Dataset entries:
•••••

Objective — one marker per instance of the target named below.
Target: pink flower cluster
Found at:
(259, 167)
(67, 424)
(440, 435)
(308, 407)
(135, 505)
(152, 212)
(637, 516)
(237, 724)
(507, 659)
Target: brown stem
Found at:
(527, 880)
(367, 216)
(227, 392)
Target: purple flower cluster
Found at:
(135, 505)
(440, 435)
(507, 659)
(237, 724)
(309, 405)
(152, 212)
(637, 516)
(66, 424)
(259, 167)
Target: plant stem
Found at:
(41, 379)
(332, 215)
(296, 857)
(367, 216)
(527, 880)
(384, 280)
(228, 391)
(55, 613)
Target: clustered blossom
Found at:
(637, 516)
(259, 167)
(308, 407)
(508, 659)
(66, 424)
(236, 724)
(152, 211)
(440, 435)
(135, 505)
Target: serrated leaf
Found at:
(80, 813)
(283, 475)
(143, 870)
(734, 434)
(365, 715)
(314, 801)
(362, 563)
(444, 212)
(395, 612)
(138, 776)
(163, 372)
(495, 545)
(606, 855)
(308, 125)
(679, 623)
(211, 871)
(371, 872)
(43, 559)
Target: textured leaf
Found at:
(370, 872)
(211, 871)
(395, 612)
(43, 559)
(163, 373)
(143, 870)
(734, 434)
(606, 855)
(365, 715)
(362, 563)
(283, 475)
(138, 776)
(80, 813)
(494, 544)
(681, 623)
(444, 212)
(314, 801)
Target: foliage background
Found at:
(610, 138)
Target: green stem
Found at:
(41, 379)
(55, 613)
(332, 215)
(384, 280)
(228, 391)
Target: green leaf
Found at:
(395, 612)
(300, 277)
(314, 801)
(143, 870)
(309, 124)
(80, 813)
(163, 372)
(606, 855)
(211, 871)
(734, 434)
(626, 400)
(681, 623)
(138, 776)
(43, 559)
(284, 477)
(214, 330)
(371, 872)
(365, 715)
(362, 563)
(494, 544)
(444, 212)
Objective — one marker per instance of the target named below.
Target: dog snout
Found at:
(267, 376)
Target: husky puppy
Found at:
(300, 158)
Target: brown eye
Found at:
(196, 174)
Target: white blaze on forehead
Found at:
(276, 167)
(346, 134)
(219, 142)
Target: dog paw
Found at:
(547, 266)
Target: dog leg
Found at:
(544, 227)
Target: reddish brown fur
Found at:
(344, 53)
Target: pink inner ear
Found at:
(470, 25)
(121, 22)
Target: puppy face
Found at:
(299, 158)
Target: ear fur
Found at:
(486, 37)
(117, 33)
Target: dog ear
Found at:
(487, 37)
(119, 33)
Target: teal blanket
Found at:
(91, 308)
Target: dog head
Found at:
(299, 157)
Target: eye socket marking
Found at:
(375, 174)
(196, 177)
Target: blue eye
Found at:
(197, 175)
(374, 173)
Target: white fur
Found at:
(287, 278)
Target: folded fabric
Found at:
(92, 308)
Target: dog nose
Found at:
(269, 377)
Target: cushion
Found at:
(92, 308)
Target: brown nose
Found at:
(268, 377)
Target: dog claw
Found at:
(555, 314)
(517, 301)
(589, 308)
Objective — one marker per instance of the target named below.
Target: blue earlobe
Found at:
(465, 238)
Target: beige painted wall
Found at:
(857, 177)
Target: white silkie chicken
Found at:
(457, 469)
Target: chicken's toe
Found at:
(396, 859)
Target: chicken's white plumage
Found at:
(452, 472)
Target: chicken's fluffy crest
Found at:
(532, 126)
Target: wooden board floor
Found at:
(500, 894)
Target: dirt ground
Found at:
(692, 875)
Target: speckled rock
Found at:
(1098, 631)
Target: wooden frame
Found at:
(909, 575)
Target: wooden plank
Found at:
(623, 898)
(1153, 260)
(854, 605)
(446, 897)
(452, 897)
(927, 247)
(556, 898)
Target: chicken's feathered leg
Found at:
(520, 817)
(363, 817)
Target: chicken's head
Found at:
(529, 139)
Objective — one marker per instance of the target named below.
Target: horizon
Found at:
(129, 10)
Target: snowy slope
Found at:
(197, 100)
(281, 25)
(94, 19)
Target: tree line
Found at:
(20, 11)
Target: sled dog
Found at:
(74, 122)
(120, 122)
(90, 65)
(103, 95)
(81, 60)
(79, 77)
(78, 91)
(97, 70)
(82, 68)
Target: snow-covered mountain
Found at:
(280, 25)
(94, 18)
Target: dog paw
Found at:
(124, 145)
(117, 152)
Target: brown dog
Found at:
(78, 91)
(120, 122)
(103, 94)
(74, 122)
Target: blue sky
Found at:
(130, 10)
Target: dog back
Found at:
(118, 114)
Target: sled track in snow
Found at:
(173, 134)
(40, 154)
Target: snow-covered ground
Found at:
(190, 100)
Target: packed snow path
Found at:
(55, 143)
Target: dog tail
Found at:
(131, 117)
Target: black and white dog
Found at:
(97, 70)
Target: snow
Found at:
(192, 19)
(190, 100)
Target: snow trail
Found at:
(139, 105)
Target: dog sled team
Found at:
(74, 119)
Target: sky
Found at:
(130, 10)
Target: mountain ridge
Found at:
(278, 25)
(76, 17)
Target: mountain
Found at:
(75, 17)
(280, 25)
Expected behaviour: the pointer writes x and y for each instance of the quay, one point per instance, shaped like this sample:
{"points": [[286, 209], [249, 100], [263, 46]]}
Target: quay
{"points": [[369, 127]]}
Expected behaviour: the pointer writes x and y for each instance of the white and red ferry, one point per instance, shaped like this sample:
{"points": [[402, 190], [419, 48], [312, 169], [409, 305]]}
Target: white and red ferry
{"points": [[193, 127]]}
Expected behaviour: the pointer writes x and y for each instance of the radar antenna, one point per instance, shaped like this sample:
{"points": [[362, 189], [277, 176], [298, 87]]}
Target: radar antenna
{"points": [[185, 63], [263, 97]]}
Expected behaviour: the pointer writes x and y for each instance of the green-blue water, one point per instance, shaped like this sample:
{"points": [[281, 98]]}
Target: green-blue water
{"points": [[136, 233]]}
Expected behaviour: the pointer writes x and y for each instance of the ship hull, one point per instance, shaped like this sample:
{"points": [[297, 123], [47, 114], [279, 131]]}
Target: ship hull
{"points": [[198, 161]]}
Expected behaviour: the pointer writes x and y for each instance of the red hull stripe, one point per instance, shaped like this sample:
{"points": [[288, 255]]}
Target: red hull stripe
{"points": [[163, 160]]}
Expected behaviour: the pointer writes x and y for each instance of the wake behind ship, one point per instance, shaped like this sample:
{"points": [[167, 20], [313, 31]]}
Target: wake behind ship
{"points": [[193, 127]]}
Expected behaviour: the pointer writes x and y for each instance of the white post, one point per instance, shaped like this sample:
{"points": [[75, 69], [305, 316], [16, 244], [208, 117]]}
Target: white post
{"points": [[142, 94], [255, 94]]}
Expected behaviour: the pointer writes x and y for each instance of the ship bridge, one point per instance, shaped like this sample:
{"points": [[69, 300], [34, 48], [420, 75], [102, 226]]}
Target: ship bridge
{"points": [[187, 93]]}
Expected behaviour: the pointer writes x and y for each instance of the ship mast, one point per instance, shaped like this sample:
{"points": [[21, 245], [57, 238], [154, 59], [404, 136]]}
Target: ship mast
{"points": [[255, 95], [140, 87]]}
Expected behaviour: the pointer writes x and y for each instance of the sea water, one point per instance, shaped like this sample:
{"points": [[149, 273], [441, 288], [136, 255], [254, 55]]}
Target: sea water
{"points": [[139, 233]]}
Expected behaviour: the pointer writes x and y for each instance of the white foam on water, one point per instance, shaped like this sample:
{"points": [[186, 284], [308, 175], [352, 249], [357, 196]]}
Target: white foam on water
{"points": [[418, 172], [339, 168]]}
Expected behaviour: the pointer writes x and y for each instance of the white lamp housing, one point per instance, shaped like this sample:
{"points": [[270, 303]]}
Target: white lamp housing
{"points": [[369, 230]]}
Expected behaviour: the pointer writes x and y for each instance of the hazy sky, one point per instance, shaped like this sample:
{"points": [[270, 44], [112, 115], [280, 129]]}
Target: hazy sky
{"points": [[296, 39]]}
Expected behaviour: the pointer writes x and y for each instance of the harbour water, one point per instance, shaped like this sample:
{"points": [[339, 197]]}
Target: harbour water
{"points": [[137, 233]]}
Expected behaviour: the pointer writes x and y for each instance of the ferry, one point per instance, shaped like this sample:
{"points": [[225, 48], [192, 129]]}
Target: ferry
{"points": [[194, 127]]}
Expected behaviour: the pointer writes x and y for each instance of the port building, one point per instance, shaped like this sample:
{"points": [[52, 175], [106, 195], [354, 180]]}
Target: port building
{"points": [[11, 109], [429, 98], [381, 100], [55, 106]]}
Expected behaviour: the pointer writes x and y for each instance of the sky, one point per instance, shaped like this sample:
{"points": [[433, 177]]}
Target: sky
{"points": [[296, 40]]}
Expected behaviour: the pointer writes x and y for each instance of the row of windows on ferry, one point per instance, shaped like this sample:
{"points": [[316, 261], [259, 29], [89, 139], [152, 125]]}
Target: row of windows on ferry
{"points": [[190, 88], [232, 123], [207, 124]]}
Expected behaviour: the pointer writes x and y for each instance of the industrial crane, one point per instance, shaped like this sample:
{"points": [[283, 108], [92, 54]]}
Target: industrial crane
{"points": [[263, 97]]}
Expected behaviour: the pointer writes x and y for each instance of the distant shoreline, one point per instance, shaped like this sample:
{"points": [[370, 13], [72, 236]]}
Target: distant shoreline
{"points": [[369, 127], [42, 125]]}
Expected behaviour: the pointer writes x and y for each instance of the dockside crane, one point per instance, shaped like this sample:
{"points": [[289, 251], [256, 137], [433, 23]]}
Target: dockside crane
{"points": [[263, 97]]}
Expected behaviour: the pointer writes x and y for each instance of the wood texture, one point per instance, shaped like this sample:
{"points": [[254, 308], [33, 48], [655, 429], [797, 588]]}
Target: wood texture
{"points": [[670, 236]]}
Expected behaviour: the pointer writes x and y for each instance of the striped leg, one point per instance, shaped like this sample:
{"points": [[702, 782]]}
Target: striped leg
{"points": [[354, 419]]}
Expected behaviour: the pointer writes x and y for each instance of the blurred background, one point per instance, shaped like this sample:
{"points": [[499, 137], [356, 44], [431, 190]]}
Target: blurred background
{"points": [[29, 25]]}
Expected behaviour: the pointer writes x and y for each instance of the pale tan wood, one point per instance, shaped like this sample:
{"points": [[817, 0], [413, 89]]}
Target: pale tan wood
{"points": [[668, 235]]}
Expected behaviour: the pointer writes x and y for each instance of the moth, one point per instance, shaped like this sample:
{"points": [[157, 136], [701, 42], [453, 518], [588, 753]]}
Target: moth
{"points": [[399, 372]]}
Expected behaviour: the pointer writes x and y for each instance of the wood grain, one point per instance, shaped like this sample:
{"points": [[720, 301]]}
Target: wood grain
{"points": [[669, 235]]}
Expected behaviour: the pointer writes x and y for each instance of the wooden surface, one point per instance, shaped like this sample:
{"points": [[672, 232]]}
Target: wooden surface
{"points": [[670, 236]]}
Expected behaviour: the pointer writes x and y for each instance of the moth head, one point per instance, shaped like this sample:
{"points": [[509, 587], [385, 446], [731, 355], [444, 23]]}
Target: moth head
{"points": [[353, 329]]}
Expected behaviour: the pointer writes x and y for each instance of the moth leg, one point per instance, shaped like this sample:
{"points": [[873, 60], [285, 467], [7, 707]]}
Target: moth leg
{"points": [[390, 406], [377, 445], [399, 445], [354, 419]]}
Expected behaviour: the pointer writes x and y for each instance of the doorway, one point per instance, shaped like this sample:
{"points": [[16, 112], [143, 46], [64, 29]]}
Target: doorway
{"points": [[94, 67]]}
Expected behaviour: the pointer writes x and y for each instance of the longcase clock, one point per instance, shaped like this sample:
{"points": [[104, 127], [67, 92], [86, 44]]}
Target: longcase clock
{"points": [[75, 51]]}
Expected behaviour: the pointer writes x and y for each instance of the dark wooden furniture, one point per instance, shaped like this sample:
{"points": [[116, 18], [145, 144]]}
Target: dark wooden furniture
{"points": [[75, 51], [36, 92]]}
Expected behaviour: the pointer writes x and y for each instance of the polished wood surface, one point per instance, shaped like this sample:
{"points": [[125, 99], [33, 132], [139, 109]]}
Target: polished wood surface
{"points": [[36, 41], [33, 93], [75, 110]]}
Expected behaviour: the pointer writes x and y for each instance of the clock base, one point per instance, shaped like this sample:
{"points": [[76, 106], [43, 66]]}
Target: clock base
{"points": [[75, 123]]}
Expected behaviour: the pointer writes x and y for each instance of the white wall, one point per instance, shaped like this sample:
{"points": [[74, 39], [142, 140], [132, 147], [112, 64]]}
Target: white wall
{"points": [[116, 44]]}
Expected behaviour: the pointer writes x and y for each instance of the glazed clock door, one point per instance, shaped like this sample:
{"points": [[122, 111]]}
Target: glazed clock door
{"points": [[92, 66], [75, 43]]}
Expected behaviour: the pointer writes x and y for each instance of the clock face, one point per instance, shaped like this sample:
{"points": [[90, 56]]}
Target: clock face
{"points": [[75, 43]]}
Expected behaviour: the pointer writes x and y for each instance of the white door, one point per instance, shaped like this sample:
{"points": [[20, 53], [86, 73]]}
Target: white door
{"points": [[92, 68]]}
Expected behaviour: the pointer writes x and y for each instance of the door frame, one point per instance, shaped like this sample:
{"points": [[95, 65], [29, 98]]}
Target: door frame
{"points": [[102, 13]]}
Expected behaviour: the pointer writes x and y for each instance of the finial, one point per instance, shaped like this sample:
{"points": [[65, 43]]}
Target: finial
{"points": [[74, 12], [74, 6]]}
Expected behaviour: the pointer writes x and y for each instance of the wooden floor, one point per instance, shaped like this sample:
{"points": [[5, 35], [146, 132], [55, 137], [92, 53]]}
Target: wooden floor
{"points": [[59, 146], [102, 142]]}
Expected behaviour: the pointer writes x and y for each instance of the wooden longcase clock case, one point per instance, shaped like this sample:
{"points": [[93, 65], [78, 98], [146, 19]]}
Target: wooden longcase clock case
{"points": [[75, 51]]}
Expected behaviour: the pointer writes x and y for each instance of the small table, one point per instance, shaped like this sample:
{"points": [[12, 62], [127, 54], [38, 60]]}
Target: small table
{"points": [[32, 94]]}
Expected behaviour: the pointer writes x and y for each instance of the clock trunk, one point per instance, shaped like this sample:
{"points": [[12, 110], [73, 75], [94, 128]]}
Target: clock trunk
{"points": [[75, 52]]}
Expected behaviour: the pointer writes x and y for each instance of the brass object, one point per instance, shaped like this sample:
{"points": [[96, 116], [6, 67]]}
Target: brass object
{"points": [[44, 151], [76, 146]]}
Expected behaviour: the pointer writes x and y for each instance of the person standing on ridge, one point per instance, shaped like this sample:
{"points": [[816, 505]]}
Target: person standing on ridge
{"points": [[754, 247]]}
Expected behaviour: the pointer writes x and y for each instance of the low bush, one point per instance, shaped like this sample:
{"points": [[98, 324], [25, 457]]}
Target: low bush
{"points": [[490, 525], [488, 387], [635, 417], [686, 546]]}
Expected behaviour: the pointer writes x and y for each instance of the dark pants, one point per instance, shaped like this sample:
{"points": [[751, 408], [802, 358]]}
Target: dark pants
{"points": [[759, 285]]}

•••••

### Task
Would you filter the records and copy each line that contains the word "stem"?

### The completed task
Target: brown stem
Target: plant stem
Target: green stem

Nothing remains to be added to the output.